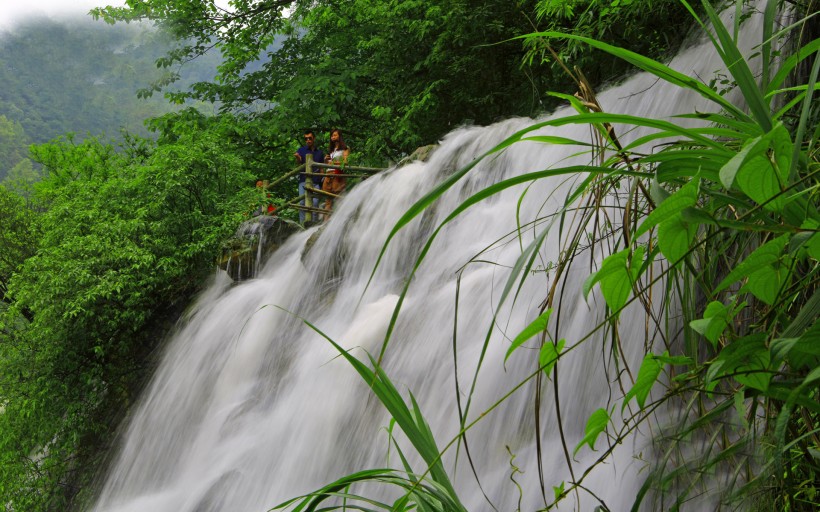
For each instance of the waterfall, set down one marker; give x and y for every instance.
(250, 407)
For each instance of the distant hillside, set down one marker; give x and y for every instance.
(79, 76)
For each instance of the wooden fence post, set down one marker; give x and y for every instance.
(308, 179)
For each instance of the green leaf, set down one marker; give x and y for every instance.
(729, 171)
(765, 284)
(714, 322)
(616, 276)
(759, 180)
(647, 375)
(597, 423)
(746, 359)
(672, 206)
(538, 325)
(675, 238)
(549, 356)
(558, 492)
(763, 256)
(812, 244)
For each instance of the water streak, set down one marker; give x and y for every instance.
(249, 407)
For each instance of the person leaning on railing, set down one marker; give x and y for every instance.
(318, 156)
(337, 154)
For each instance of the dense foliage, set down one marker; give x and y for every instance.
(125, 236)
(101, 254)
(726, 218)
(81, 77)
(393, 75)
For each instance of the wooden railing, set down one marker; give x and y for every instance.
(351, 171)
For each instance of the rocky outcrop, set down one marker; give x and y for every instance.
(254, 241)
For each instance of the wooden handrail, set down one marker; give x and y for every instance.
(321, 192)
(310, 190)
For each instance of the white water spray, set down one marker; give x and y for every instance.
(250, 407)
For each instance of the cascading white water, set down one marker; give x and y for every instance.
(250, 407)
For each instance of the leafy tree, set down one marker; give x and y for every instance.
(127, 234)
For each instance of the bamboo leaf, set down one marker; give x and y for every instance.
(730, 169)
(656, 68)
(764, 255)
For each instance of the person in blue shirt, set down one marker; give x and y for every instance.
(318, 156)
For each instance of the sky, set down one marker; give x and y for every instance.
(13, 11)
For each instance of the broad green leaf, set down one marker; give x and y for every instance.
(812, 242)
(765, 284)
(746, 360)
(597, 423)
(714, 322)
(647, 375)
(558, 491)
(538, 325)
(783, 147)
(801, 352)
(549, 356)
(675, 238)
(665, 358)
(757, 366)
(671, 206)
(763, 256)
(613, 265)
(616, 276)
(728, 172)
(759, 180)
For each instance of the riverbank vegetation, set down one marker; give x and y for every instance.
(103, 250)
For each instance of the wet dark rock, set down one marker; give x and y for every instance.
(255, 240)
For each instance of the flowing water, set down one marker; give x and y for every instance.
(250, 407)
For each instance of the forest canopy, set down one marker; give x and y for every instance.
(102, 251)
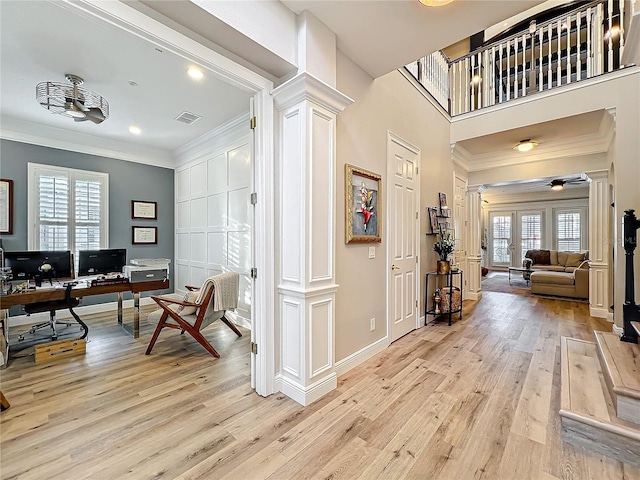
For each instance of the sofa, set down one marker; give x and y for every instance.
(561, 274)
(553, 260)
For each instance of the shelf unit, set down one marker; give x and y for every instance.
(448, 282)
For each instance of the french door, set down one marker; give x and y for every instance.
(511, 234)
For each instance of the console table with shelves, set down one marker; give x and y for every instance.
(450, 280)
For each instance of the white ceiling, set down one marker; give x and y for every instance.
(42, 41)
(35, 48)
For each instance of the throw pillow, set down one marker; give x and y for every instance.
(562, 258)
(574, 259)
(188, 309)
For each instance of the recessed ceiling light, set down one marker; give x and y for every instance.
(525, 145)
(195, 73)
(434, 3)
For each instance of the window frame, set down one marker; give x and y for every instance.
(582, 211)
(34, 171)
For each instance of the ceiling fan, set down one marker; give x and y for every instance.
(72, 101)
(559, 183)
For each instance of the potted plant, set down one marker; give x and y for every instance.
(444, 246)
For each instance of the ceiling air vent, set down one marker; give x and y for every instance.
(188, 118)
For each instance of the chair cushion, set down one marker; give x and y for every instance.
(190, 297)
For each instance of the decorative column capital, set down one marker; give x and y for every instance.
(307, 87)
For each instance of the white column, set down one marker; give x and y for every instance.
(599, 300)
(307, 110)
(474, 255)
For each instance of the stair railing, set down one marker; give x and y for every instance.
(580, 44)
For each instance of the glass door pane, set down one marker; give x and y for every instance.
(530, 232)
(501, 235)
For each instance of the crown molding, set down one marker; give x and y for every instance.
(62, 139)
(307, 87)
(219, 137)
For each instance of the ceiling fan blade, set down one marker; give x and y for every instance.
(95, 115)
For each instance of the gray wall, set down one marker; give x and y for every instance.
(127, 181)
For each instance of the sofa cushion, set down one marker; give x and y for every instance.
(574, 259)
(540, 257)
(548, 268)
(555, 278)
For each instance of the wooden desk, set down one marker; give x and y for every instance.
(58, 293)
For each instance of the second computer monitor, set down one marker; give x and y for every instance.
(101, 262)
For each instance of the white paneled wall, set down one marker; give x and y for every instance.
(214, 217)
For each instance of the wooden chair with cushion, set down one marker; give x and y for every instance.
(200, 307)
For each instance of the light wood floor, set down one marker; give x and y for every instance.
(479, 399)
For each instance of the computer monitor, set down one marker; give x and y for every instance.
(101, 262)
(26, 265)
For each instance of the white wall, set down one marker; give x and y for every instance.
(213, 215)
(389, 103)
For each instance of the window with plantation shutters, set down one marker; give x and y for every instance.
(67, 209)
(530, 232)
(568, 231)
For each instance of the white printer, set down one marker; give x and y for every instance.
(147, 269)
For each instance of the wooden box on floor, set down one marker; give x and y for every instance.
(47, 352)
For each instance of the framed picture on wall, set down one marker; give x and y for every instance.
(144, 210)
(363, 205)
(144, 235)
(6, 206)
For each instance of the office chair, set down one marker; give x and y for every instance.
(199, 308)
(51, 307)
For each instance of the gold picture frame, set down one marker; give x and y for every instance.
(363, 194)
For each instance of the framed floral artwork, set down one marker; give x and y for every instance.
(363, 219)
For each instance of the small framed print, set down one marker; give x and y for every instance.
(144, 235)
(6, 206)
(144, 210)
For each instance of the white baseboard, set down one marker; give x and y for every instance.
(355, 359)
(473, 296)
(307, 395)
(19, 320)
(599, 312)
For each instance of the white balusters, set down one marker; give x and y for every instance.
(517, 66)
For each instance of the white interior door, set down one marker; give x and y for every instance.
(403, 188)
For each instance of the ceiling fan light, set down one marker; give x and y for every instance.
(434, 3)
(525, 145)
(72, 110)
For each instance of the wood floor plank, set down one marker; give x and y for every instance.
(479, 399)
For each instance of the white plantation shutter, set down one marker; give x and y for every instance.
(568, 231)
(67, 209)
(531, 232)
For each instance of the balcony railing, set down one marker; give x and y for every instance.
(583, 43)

...

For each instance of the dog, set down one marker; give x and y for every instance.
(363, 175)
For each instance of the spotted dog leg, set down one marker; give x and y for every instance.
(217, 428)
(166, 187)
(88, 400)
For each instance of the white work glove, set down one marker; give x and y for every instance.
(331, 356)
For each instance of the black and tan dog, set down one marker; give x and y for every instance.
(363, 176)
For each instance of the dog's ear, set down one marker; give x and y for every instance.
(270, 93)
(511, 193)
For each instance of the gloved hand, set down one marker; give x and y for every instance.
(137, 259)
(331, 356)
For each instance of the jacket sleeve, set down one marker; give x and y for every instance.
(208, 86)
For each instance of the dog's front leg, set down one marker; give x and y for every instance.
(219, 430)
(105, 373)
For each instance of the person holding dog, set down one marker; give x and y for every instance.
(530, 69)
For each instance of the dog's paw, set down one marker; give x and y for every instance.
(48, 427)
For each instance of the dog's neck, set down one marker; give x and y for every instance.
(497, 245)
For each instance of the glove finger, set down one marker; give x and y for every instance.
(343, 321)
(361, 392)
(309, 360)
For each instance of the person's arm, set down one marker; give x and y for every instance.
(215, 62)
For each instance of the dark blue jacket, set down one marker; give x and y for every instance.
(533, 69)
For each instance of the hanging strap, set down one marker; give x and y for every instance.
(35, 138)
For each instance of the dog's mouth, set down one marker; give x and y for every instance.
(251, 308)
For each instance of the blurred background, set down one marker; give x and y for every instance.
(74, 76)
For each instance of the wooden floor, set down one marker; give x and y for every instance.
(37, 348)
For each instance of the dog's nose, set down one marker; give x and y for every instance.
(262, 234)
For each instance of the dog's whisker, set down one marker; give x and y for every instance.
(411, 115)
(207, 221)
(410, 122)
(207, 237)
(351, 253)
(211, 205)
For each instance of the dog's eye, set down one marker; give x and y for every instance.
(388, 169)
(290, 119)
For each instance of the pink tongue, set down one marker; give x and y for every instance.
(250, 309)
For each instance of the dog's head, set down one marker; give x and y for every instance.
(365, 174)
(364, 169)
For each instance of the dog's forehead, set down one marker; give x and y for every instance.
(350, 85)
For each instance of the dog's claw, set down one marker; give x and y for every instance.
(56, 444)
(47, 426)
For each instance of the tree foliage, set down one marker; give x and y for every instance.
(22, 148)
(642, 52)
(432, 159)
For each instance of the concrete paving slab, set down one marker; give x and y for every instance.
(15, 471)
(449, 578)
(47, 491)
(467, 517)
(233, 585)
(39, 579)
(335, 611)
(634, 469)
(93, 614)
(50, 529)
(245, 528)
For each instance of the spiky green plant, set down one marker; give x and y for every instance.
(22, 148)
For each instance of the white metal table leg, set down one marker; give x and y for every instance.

==

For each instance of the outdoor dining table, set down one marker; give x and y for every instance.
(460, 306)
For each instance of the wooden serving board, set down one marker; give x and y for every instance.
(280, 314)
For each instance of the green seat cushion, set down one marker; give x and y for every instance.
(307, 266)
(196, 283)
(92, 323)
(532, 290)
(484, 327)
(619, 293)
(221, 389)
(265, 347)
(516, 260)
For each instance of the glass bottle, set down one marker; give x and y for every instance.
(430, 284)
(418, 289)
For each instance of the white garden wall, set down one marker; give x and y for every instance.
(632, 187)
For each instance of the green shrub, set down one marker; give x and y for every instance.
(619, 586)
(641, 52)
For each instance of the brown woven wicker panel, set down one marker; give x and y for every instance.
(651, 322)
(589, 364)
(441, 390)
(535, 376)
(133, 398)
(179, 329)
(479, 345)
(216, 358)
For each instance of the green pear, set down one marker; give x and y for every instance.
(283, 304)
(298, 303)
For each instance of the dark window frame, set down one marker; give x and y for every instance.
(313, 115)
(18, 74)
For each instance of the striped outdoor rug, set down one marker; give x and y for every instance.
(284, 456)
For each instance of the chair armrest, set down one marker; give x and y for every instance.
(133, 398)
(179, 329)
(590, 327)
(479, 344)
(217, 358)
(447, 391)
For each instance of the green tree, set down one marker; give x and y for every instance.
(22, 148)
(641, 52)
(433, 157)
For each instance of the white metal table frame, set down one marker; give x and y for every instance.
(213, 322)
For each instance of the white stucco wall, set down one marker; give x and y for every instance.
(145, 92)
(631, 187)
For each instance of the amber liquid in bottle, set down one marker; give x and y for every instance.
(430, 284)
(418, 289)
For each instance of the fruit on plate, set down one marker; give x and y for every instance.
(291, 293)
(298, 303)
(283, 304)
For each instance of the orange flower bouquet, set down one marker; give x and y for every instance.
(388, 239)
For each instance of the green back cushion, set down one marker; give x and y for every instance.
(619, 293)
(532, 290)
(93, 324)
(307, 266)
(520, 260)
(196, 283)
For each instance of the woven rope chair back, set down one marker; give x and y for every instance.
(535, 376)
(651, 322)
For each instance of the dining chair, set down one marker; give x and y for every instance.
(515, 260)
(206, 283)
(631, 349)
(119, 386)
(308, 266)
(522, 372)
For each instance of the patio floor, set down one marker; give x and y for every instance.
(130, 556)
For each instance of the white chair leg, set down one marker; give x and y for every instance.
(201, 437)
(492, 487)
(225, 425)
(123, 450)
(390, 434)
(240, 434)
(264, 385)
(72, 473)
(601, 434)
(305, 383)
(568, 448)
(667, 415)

_CHALLENGE_
Gather every line from the items that contains the string "computer" and copy each one out in full. Matching is case-sensitive.

_WORKED ANSWER_
For each instance of the second computer monitor, set down one marker; give x and y for every instance.
For each instance of the computer monitor, set down one marker; give x and y for every instance.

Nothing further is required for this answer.